[Collected data]

--------------------

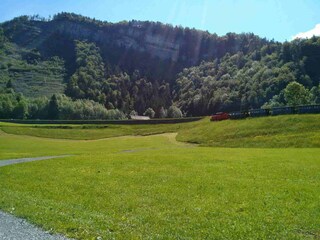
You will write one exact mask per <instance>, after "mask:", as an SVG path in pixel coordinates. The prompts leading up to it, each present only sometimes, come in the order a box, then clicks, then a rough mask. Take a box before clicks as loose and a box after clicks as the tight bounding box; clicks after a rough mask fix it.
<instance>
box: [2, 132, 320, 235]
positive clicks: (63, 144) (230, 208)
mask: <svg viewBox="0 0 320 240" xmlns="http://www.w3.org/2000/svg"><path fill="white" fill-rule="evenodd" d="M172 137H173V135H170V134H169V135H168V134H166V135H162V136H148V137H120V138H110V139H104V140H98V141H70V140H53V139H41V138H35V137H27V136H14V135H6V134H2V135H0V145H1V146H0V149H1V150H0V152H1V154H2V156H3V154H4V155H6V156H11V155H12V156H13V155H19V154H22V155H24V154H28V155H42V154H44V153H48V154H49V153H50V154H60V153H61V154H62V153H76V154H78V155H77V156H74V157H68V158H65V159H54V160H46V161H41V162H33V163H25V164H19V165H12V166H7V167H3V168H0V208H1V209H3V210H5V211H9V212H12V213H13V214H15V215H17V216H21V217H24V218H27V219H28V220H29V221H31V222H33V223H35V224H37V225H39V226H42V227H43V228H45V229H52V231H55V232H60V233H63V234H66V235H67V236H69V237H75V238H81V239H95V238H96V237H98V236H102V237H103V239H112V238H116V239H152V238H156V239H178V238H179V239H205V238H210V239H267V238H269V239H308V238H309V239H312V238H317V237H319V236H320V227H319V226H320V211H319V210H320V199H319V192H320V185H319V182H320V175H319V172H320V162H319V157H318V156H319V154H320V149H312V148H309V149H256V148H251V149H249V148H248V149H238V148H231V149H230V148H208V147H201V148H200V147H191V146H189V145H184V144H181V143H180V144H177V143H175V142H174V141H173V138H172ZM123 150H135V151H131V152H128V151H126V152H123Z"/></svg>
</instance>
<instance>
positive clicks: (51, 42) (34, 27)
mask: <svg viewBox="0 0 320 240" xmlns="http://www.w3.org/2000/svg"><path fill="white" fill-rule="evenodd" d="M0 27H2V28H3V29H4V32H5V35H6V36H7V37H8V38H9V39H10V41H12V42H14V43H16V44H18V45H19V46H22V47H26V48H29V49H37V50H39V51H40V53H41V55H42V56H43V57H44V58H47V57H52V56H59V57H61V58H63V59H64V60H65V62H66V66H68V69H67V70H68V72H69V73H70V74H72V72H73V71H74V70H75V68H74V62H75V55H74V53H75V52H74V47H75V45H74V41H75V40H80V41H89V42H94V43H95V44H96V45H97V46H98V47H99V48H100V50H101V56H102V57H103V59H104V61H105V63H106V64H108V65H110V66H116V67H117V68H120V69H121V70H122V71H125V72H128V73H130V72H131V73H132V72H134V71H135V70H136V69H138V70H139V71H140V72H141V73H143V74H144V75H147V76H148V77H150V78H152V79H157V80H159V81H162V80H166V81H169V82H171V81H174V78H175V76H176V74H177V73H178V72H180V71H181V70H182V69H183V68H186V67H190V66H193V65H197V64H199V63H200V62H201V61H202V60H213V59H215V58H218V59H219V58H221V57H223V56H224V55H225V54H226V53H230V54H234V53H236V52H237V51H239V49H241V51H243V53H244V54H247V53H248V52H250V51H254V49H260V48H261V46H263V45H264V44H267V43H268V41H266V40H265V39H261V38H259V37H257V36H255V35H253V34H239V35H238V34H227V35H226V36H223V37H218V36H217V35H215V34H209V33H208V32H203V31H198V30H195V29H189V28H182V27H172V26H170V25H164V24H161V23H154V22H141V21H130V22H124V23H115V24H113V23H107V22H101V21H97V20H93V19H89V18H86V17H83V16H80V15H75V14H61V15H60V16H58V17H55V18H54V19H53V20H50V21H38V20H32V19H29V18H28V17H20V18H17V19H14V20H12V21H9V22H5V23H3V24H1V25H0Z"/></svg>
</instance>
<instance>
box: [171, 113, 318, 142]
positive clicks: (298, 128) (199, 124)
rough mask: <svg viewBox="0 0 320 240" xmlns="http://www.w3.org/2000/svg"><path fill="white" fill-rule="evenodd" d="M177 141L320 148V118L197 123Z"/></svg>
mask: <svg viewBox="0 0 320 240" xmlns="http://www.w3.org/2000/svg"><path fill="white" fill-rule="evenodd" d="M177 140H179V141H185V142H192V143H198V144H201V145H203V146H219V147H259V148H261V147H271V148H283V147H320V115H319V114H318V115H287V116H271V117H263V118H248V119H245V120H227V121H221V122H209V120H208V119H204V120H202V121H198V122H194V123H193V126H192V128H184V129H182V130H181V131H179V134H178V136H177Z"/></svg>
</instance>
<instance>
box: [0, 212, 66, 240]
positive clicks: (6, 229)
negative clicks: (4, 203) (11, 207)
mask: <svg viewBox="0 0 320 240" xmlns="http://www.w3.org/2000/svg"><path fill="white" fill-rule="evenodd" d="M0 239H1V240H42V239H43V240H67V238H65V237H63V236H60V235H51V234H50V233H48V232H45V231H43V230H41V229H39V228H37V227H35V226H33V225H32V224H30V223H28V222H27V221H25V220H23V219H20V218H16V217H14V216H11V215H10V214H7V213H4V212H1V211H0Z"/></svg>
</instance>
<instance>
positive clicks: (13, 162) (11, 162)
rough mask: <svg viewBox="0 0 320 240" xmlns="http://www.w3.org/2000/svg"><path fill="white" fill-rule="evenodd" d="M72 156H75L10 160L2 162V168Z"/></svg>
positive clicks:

--------------------

Task description: All of the entries need to be retyped word for word, pictures excluded.

Answer to this exercise:
You will write one exact mask per <instance>, after "mask:", as an SVG path in pixel coordinates. The prompts leading up to it, each present only sometimes, come in the order a box, then clicks, then a rough mask. Take a box before clicks as loose and a box after clicks as the tight bounding box; clicks after a rough mask fix it.
<instance>
box: [2, 132, 320, 235]
positive clicks: (63, 144) (230, 208)
mask: <svg viewBox="0 0 320 240" xmlns="http://www.w3.org/2000/svg"><path fill="white" fill-rule="evenodd" d="M172 137H173V135H170V134H169V135H168V134H166V135H162V136H148V137H120V138H110V139H104V140H98V141H70V140H53V139H41V138H35V137H27V136H14V135H6V134H2V135H0V145H1V146H0V149H1V150H0V152H1V154H2V156H3V154H4V155H6V156H11V155H12V156H13V155H19V154H22V155H24V154H28V155H42V154H44V153H48V154H49V153H50V154H60V153H61V154H62V153H76V154H78V155H77V156H74V157H68V158H65V159H54V160H46V161H41V162H33V163H25V164H19V165H12V166H7V167H3V168H0V208H1V209H3V210H5V211H9V212H12V213H13V214H15V215H17V216H21V217H24V218H27V219H28V220H29V221H31V222H33V223H35V224H37V225H39V226H42V227H43V228H45V229H52V231H55V232H60V233H63V234H66V235H67V236H69V237H75V238H81V239H95V238H96V237H98V236H102V237H103V239H112V238H116V239H152V238H156V239H178V238H179V239H205V238H210V239H267V238H269V239H308V238H309V239H312V238H317V237H319V236H320V227H319V226H320V211H319V210H320V199H319V192H320V185H319V182H320V175H319V172H320V162H319V157H318V156H319V154H320V149H312V148H309V149H256V148H251V149H249V148H248V149H238V148H231V149H230V148H208V147H201V148H200V147H191V146H189V145H184V144H181V143H180V144H177V143H175V142H174V141H173V138H172ZM123 150H135V151H131V152H128V151H126V152H123Z"/></svg>
</instance>
<instance>
positive clicks: (51, 42) (34, 27)
mask: <svg viewBox="0 0 320 240" xmlns="http://www.w3.org/2000/svg"><path fill="white" fill-rule="evenodd" d="M0 27H2V28H3V29H4V32H5V35H6V36H7V37H8V38H9V39H10V41H12V42H14V43H16V44H18V45H19V46H22V47H26V48H29V49H37V50H39V51H40V53H41V55H42V56H43V57H44V58H47V57H52V56H59V57H61V58H63V59H64V60H65V62H66V66H68V69H67V70H68V72H69V73H70V74H72V72H73V71H74V70H75V68H74V62H75V55H74V53H75V52H74V47H75V45H74V41H75V40H80V41H89V42H94V43H95V44H96V45H97V46H98V47H99V48H100V50H101V56H102V57H103V59H104V61H105V63H106V64H108V65H110V66H116V67H117V68H120V69H121V70H122V71H125V72H128V73H130V72H131V73H132V72H134V71H135V70H136V69H138V70H139V71H140V72H141V73H143V74H144V75H147V76H148V77H150V78H152V79H157V80H159V81H162V80H166V81H169V82H171V81H174V78H175V76H176V74H177V73H178V72H180V71H181V70H182V69H183V68H186V67H190V66H193V65H197V64H199V63H200V62H201V61H202V60H213V59H215V58H218V59H219V58H221V57H223V56H224V55H225V54H226V53H230V54H234V53H236V52H237V51H239V49H241V51H243V53H244V54H247V53H248V52H250V51H254V49H260V48H261V46H263V45H264V44H267V43H268V41H266V40H265V39H261V38H259V37H257V36H255V35H253V34H239V35H238V34H227V35H226V36H223V37H218V36H217V35H215V34H209V33H208V32H203V31H198V30H195V29H189V28H182V27H172V26H170V25H164V24H161V23H154V22H141V21H130V22H124V23H115V24H113V23H107V22H101V21H97V20H93V19H89V18H86V17H83V16H80V15H75V14H61V15H60V16H58V17H55V18H54V19H53V20H50V21H38V20H32V19H29V18H28V17H20V18H17V19H14V20H12V21H9V22H5V23H3V24H1V25H0Z"/></svg>
</instance>
<instance>
box: [171, 113, 318, 142]
positive clicks: (298, 128) (199, 124)
rough mask: <svg viewBox="0 0 320 240" xmlns="http://www.w3.org/2000/svg"><path fill="white" fill-rule="evenodd" d="M177 141L320 148V118L197 123Z"/></svg>
mask: <svg viewBox="0 0 320 240" xmlns="http://www.w3.org/2000/svg"><path fill="white" fill-rule="evenodd" d="M177 140H179V141H185V142H192V143H198V144H201V145H203V146H219V147H259V148H261V147H271V148H283V147H320V115H319V114H318V115H287V116H271V117H263V118H248V119H245V120H227V121H221V122H209V120H208V119H204V120H202V121H198V122H194V123H193V126H192V128H184V129H182V130H181V131H179V134H178V136H177Z"/></svg>
</instance>
<instance>
box: [0, 212, 66, 240]
positive clicks: (6, 229)
negative clicks: (4, 203) (11, 207)
mask: <svg viewBox="0 0 320 240" xmlns="http://www.w3.org/2000/svg"><path fill="white" fill-rule="evenodd" d="M0 239H1V240H42V239H43V240H67V238H65V237H63V236H60V235H51V234H50V233H48V232H45V231H43V230H41V229H39V228H37V227H35V226H33V225H32V224H30V223H28V222H27V221H25V220H23V219H20V218H16V217H14V216H11V215H10V214H7V213H4V212H1V211H0Z"/></svg>
</instance>
<instance>
positive clicks: (13, 162) (11, 162)
rough mask: <svg viewBox="0 0 320 240" xmlns="http://www.w3.org/2000/svg"><path fill="white" fill-rule="evenodd" d="M72 156H75L10 160L2 162V168Z"/></svg>
positive clicks:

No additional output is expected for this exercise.